Conta le righe dei dati che contengono la stringa "wrinkled", distinguendo tra maiuscole e minuscole. Indica soltanto il numero.

▬▬▬▬▬▬

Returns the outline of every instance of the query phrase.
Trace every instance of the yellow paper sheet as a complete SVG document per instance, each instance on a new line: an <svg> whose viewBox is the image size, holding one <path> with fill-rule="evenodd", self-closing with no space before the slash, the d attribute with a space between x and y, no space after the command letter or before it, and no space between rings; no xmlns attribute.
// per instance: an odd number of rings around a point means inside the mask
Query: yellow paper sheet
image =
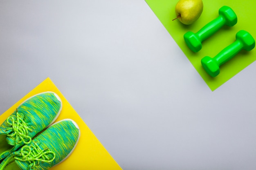
<svg viewBox="0 0 256 170"><path fill-rule="evenodd" d="M0 116L0 124L26 99L38 93L49 91L56 93L63 102L62 110L56 121L64 119L71 119L76 122L81 130L79 141L74 152L65 161L50 169L121 170L121 168L49 78L45 80Z"/></svg>

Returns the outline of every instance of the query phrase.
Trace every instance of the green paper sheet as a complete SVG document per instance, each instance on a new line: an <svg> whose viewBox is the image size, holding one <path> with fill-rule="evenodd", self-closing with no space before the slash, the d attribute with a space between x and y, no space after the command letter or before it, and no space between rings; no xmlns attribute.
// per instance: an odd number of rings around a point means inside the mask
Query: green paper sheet
<svg viewBox="0 0 256 170"><path fill-rule="evenodd" d="M145 0L151 9L179 45L210 88L213 91L256 60L256 48L250 51L242 50L233 58L220 66L220 74L215 77L208 75L202 68L201 60L205 56L213 57L236 40L240 30L249 32L256 38L256 1L255 0L203 0L204 9L193 24L186 25L176 18L175 6L179 0ZM219 9L224 5L231 7L238 17L233 27L224 26L202 42L202 48L194 53L186 44L183 35L188 31L196 33L219 16Z"/></svg>

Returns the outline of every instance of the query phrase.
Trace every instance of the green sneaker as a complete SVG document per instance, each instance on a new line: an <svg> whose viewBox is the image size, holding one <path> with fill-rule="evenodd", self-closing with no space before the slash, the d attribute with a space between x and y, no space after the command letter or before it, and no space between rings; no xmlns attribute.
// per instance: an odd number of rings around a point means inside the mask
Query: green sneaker
<svg viewBox="0 0 256 170"><path fill-rule="evenodd" d="M55 93L38 94L26 100L0 126L0 160L52 124L61 113L62 104Z"/></svg>
<svg viewBox="0 0 256 170"><path fill-rule="evenodd" d="M0 170L46 170L67 159L80 136L77 124L62 120L48 128L29 144L11 153L0 164Z"/></svg>

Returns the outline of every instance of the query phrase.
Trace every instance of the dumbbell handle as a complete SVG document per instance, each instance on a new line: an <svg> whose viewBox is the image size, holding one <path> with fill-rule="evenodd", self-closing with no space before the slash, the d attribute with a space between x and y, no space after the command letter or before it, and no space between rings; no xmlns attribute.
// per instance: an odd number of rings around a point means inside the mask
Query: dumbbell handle
<svg viewBox="0 0 256 170"><path fill-rule="evenodd" d="M201 41L202 42L220 29L225 23L225 18L222 16L219 15L205 25L196 34L198 36Z"/></svg>
<svg viewBox="0 0 256 170"><path fill-rule="evenodd" d="M223 49L213 59L217 62L219 66L220 66L233 58L243 49L243 47L242 42L237 40Z"/></svg>

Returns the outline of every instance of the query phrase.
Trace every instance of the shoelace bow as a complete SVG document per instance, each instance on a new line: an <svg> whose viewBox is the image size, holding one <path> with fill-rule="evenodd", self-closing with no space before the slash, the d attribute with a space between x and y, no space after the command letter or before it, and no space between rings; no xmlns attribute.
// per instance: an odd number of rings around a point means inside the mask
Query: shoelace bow
<svg viewBox="0 0 256 170"><path fill-rule="evenodd" d="M40 162L51 162L55 159L55 153L50 150L46 151L49 148L44 150L41 149L37 142L34 143L35 145L28 146L25 145L20 150L20 155L16 156L14 159L20 161L28 161L29 163L33 163L32 169L35 168L36 166L38 166Z"/></svg>
<svg viewBox="0 0 256 170"><path fill-rule="evenodd" d="M29 128L27 123L23 120L22 116L16 109L16 118L15 120L14 116L11 116L7 118L7 123L10 126L10 128L7 128L5 130L12 130L13 133L8 134L7 136L15 139L18 137L20 139L20 141L18 143L22 141L25 144L28 144L31 142L31 137L28 135L29 130L31 132L33 129Z"/></svg>

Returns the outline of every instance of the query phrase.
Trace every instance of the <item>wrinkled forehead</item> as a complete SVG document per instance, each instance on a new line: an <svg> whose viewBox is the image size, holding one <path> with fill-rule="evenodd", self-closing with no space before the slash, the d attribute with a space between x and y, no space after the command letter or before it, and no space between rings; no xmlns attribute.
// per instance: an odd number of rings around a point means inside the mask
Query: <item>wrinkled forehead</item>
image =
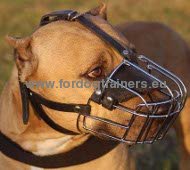
<svg viewBox="0 0 190 170"><path fill-rule="evenodd" d="M97 16L87 15L86 17L123 46L129 46L127 39L121 33L117 32L107 21ZM85 40L87 40L86 42L88 43L94 42L93 44L89 44L93 46L105 44L101 37L96 36L94 32L77 21L53 22L39 28L33 34L33 46L38 46L38 44L40 46L48 45L48 42L52 44L55 43L54 41L56 41L56 44L65 42L65 45L69 45L69 43L70 45L76 45L77 42L85 43Z"/></svg>

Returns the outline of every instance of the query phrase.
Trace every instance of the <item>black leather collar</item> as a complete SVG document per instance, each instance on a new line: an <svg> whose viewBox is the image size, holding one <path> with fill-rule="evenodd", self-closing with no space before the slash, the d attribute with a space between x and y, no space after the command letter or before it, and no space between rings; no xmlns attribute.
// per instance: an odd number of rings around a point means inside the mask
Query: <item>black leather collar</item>
<svg viewBox="0 0 190 170"><path fill-rule="evenodd" d="M113 48L115 48L124 58L127 58L130 61L136 62L136 58L133 56L133 52L129 48L123 47L120 43L114 40L106 32L101 30L98 26L88 20L85 16L79 15L75 11L66 10L66 11L56 11L45 15L42 17L40 26L44 26L50 22L57 20L68 20L68 21L78 21L89 30L93 31L98 37L103 41L109 43ZM125 53L123 53L125 51ZM129 58L129 56L133 56ZM55 122L53 122L48 115L44 112L41 107L41 104L47 105L50 108L67 112L76 112L78 114L88 114L90 112L89 105L81 104L64 104L56 103L44 99L40 95L32 92L28 89L24 83L20 83L20 91L22 98L22 110L23 110L23 123L27 124L29 120L29 101L31 102L33 108L37 112L40 118L42 118L50 127L53 129L65 133L65 134L76 134L70 130L60 127ZM79 106L79 107L78 107ZM97 159L104 154L111 151L114 147L117 146L117 143L113 141L103 141L95 137L91 137L83 145L76 147L75 149L52 156L36 156L31 152L25 151L11 139L6 137L3 133L0 132L0 151L6 156L37 167L42 168L60 168L73 165L79 165L86 163L88 161ZM93 153L93 154L92 154Z"/></svg>
<svg viewBox="0 0 190 170"><path fill-rule="evenodd" d="M19 162L41 168L60 168L86 163L105 155L116 146L115 142L103 141L92 136L81 146L66 153L36 156L0 132L0 150L3 154Z"/></svg>

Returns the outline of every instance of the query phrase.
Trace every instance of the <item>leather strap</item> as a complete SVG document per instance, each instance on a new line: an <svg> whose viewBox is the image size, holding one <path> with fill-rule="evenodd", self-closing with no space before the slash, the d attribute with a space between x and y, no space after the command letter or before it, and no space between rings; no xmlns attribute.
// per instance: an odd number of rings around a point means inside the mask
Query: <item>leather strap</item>
<svg viewBox="0 0 190 170"><path fill-rule="evenodd" d="M117 143L115 142L100 140L92 136L81 146L66 153L52 156L37 156L22 149L18 144L0 132L0 151L3 154L16 161L41 168L60 168L80 165L100 158L116 146Z"/></svg>

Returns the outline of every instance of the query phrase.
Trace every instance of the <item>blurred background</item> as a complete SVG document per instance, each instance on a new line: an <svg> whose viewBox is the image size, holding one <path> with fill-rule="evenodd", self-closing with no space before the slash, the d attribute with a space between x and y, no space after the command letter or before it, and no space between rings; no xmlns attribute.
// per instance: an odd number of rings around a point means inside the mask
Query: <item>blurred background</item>
<svg viewBox="0 0 190 170"><path fill-rule="evenodd" d="M172 27L190 43L190 0L107 0L107 3L108 19L114 25L137 20L158 21ZM85 12L98 4L97 0L0 0L0 91L13 66L6 35L30 35L47 12L59 9ZM178 169L178 145L172 130L164 141L132 147L130 154L136 157L139 170Z"/></svg>

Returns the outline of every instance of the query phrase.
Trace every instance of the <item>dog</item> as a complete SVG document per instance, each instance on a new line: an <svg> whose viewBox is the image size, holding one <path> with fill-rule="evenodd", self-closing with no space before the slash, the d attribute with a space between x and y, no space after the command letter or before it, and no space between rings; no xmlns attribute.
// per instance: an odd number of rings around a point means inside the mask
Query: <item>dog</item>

▬▬▬▬▬▬

## Risposta:
2